_YOUR OBJECTIVE_
Retype the records from the line with "Every instance of the jellyfish bell rim" through the end of the records, keeping both ends and leaving out the pictures.

▼▼▼

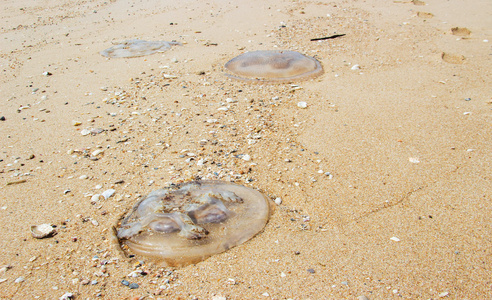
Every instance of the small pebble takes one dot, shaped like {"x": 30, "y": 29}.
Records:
{"x": 19, "y": 280}
{"x": 108, "y": 193}
{"x": 66, "y": 296}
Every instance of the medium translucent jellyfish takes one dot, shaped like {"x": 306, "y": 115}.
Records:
{"x": 189, "y": 222}
{"x": 135, "y": 48}
{"x": 273, "y": 66}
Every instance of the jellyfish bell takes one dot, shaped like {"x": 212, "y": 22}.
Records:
{"x": 136, "y": 48}
{"x": 189, "y": 222}
{"x": 273, "y": 66}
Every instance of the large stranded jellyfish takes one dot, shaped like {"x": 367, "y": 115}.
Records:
{"x": 189, "y": 222}
{"x": 135, "y": 48}
{"x": 273, "y": 66}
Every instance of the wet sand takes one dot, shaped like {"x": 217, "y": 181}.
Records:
{"x": 385, "y": 176}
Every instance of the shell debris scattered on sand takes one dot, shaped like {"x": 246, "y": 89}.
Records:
{"x": 187, "y": 223}
{"x": 136, "y": 48}
{"x": 42, "y": 231}
{"x": 273, "y": 66}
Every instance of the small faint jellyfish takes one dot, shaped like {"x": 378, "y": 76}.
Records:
{"x": 135, "y": 48}
{"x": 187, "y": 223}
{"x": 273, "y": 66}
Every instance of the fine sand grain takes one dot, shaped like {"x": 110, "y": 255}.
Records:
{"x": 382, "y": 164}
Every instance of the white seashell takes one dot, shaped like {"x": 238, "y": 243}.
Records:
{"x": 42, "y": 231}
{"x": 108, "y": 193}
{"x": 97, "y": 197}
{"x": 97, "y": 152}
{"x": 246, "y": 157}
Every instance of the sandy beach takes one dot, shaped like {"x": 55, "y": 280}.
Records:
{"x": 385, "y": 177}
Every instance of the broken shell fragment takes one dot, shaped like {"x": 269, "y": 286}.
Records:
{"x": 273, "y": 66}
{"x": 187, "y": 223}
{"x": 42, "y": 231}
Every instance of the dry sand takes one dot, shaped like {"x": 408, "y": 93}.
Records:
{"x": 405, "y": 214}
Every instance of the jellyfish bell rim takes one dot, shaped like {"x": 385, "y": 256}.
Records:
{"x": 193, "y": 251}
{"x": 316, "y": 72}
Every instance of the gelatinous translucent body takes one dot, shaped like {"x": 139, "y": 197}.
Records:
{"x": 135, "y": 48}
{"x": 273, "y": 66}
{"x": 190, "y": 222}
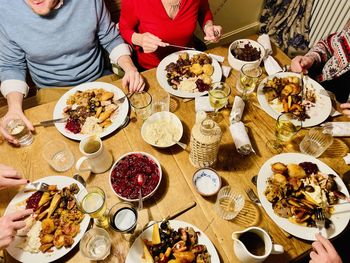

▲▲▲

_WRITTEN SOLUTION_
Every instance of the jellyfish bell rim takes one dot, shaped like {"x": 385, "y": 256}.
Records:
{"x": 193, "y": 251}
{"x": 316, "y": 72}
Every instance of the gelatinous translucent body takes one dot, shaped like {"x": 139, "y": 197}.
Records:
{"x": 135, "y": 48}
{"x": 273, "y": 66}
{"x": 190, "y": 222}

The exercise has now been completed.